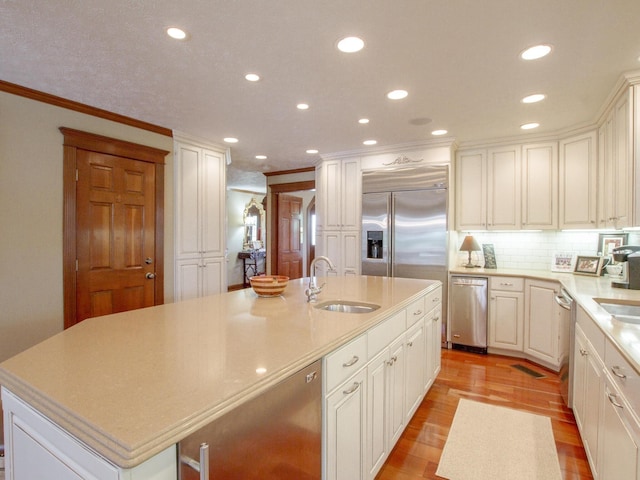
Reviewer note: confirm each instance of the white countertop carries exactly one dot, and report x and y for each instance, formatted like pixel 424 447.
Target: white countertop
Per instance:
pixel 131 384
pixel 583 289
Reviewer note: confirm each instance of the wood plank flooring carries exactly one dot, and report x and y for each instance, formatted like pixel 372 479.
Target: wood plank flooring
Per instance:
pixel 489 379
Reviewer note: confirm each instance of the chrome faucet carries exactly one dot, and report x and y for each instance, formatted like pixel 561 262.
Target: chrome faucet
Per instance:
pixel 313 290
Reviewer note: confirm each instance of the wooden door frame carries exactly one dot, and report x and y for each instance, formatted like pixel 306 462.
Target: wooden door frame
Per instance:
pixel 272 213
pixel 75 140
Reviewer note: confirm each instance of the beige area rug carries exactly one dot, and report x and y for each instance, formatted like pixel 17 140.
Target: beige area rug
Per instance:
pixel 498 443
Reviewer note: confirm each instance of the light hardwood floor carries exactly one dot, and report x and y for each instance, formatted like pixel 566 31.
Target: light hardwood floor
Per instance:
pixel 490 379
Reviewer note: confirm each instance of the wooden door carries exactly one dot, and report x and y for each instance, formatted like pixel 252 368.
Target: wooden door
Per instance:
pixel 115 234
pixel 289 245
pixel 113 225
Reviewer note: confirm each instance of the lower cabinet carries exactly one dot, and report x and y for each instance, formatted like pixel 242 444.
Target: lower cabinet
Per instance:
pixel 369 409
pixel 542 323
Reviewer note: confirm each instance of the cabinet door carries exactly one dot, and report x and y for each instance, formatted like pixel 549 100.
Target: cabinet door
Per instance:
pixel 471 190
pixel 415 364
pixel 620 435
pixel 506 320
pixel 212 203
pixel 540 186
pixel 542 317
pixel 377 391
pixel 345 412
pixel 578 181
pixel 504 188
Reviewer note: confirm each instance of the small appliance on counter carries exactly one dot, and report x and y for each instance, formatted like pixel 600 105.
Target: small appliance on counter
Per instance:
pixel 624 271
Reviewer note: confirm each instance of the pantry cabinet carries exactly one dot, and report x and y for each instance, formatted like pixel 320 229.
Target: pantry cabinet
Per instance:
pixel 199 220
pixel 578 181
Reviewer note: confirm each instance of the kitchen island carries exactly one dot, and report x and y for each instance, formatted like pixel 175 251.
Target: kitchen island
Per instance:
pixel 129 386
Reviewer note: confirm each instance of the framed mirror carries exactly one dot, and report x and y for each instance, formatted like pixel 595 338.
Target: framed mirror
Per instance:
pixel 254 223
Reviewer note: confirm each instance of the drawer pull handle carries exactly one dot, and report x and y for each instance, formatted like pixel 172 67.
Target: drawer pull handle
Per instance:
pixel 612 398
pixel 616 371
pixel 353 388
pixel 351 362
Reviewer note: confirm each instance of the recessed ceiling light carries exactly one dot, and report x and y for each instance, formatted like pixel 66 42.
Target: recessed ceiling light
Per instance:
pixel 397 94
pixel 536 97
pixel 350 44
pixel 176 33
pixel 535 52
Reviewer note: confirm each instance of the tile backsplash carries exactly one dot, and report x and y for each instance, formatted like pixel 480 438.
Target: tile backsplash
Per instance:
pixel 534 250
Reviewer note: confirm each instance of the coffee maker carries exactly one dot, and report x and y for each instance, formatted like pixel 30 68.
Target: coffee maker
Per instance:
pixel 627 258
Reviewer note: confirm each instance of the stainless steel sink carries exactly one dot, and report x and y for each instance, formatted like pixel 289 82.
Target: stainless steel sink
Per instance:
pixel 620 310
pixel 345 306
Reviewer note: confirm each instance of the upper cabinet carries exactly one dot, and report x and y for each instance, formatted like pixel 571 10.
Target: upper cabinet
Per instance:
pixel 507 188
pixel 578 177
pixel 615 182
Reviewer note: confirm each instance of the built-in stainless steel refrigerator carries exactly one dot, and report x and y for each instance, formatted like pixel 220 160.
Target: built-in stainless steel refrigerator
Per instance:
pixel 404 224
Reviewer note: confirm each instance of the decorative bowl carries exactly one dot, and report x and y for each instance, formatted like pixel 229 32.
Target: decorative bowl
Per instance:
pixel 269 285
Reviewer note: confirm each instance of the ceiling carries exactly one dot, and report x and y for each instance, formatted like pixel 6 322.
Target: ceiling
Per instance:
pixel 458 59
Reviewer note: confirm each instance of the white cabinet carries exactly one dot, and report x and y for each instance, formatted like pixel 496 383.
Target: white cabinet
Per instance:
pixel 342 189
pixel 578 181
pixel 540 186
pixel 346 428
pixel 616 165
pixel 41 449
pixel 374 384
pixel 199 220
pixel 588 387
pixel 506 313
pixel 542 323
pixel 620 437
pixel 338 217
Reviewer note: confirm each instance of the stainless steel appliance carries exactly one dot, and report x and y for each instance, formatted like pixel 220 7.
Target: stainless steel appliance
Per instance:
pixel 621 277
pixel 566 338
pixel 468 313
pixel 276 435
pixel 404 224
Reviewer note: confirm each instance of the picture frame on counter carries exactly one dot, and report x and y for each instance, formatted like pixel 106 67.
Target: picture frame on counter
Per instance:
pixel 563 262
pixel 608 241
pixel 588 265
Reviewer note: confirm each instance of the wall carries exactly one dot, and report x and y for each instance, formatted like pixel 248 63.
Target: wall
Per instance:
pixel 237 200
pixel 31 157
pixel 533 250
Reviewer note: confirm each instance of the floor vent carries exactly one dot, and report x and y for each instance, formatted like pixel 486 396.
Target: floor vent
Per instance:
pixel 528 371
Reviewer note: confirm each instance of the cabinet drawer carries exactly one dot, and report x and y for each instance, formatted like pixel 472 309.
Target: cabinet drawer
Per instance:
pixel 382 335
pixel 433 299
pixel 625 377
pixel 511 284
pixel 416 311
pixel 344 362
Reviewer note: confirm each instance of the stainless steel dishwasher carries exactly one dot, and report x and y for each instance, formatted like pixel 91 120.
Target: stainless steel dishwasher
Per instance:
pixel 468 313
pixel 274 436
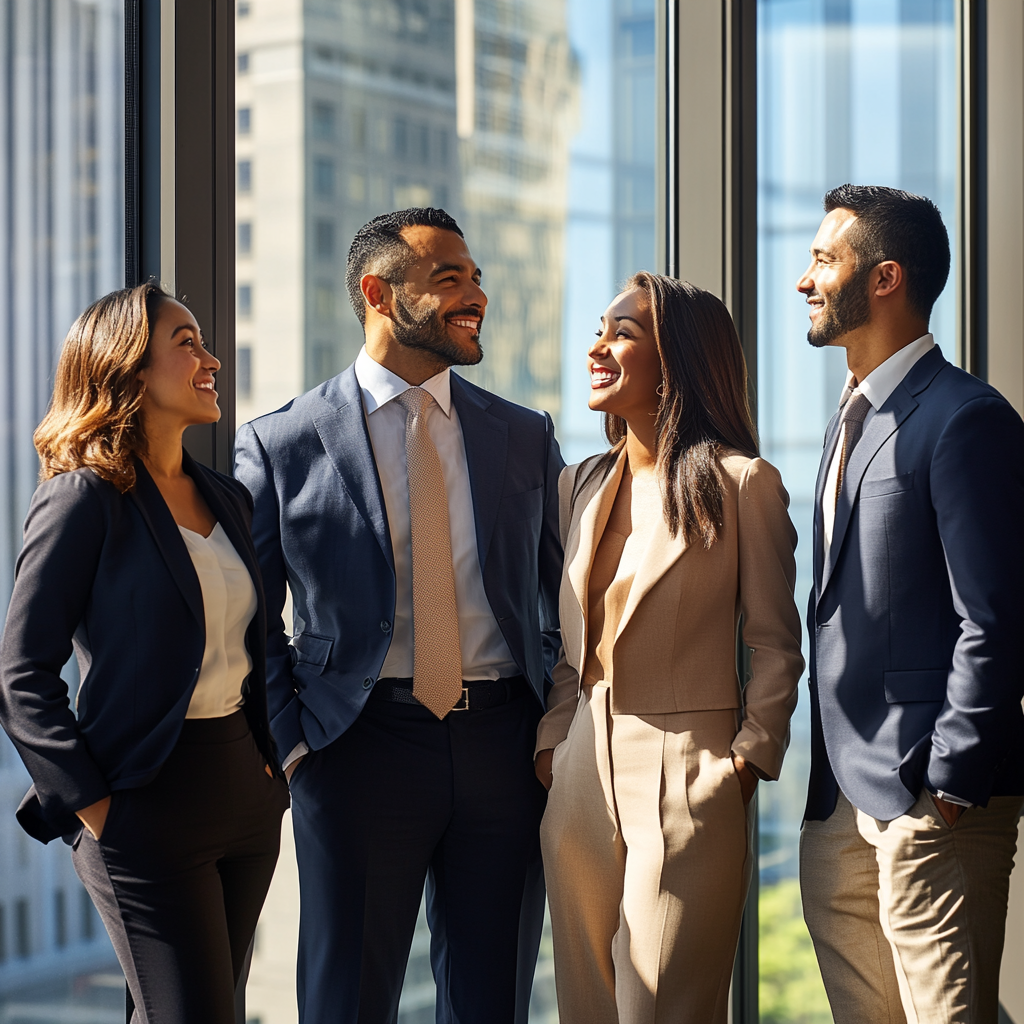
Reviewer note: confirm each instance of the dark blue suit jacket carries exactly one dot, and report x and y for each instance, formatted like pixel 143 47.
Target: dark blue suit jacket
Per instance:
pixel 111 574
pixel 915 620
pixel 321 526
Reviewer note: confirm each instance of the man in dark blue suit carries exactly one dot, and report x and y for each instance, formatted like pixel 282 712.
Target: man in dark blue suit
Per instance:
pixel 415 519
pixel 914 620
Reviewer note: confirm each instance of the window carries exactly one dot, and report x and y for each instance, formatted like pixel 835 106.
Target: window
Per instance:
pixel 245 301
pixel 244 371
pixel 862 91
pixel 323 120
pixel 324 176
pixel 60 919
pixel 245 176
pixel 324 239
pixel 556 195
pixel 23 929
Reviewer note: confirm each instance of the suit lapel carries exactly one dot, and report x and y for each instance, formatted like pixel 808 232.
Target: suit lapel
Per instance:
pixel 485 438
pixel 662 553
pixel 827 454
pixel 897 408
pixel 584 538
pixel 168 539
pixel 341 424
pixel 226 514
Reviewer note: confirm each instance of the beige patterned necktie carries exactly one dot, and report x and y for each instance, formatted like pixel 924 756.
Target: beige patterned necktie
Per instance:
pixel 854 412
pixel 436 654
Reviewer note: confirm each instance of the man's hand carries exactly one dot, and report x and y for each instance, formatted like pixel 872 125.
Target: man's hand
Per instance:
pixel 542 765
pixel 94 816
pixel 748 780
pixel 950 812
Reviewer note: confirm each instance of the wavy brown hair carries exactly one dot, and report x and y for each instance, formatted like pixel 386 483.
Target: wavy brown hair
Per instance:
pixel 93 419
pixel 704 408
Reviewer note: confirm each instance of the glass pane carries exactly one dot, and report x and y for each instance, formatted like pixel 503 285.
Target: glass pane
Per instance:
pixel 848 90
pixel 536 130
pixel 61 220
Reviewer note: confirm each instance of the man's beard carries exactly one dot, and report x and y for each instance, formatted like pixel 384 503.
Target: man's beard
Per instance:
pixel 844 311
pixel 429 333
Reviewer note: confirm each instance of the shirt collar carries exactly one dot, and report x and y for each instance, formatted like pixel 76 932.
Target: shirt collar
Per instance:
pixel 884 379
pixel 379 385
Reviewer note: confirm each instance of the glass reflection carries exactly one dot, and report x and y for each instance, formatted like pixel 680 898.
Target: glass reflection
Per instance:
pixel 61 217
pixel 848 90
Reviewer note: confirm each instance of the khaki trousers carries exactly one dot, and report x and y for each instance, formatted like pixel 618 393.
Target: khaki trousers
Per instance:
pixel 646 856
pixel 907 916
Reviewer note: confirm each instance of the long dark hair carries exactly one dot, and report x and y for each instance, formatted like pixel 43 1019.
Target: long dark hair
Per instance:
pixel 704 408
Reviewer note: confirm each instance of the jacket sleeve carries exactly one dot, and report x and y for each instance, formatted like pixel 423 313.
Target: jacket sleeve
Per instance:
pixel 554 727
pixel 65 532
pixel 252 468
pixel 550 554
pixel 977 491
pixel 767 541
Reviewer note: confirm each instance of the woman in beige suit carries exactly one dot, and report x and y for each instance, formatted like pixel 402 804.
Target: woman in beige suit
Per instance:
pixel 650 751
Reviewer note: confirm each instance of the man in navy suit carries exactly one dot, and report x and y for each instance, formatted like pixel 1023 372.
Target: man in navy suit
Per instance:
pixel 415 519
pixel 915 679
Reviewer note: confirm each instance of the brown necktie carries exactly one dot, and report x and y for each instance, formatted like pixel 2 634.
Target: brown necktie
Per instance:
pixel 854 412
pixel 436 654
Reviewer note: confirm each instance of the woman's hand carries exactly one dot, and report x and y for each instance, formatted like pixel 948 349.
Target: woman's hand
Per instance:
pixel 94 816
pixel 748 780
pixel 542 765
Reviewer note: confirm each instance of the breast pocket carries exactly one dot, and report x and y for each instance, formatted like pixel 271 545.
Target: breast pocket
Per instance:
pixel 524 505
pixel 887 485
pixel 310 651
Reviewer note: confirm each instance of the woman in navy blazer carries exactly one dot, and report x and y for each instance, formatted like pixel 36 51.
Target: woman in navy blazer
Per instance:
pixel 164 778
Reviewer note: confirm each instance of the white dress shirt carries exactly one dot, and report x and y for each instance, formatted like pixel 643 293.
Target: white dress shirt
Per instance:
pixel 228 603
pixel 876 387
pixel 484 653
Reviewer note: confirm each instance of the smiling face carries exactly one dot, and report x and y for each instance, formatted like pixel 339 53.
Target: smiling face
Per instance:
pixel 624 363
pixel 178 374
pixel 439 306
pixel 836 289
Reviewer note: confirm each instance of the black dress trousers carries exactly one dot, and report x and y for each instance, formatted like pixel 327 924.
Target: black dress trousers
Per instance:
pixel 181 869
pixel 398 800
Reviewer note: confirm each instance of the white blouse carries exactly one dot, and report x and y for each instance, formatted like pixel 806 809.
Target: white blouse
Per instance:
pixel 229 603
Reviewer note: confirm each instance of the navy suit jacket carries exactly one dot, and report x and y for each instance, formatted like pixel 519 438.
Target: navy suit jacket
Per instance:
pixel 914 620
pixel 109 576
pixel 321 526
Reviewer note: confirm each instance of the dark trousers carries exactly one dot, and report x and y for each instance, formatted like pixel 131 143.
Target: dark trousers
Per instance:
pixel 401 798
pixel 181 869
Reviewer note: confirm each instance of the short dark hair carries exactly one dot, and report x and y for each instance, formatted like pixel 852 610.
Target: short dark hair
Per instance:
pixel 897 225
pixel 379 248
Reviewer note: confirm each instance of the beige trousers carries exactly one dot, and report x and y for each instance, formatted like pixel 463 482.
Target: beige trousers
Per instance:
pixel 646 855
pixel 907 916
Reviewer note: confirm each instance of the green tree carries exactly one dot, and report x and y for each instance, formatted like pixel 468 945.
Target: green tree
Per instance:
pixel 791 989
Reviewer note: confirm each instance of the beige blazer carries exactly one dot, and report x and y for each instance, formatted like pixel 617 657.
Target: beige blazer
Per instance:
pixel 676 646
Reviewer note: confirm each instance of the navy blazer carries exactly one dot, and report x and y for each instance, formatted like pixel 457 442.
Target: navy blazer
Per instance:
pixel 110 574
pixel 914 621
pixel 321 526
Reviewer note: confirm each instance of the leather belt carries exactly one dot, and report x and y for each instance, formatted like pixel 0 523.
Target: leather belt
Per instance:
pixel 476 694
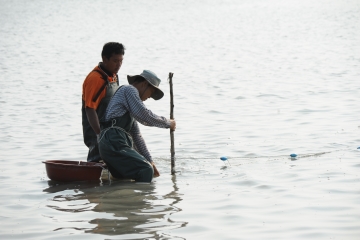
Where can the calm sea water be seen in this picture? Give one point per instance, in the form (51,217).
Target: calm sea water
(253,80)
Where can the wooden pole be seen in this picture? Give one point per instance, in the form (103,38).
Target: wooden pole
(172,149)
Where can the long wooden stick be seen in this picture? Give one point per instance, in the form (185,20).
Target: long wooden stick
(172,150)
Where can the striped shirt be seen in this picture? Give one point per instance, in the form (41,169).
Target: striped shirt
(127,99)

EXERCISE BRIEF:
Determine the number of lines in the data above that hold "short", and reply with that number alone.

REPLY:
2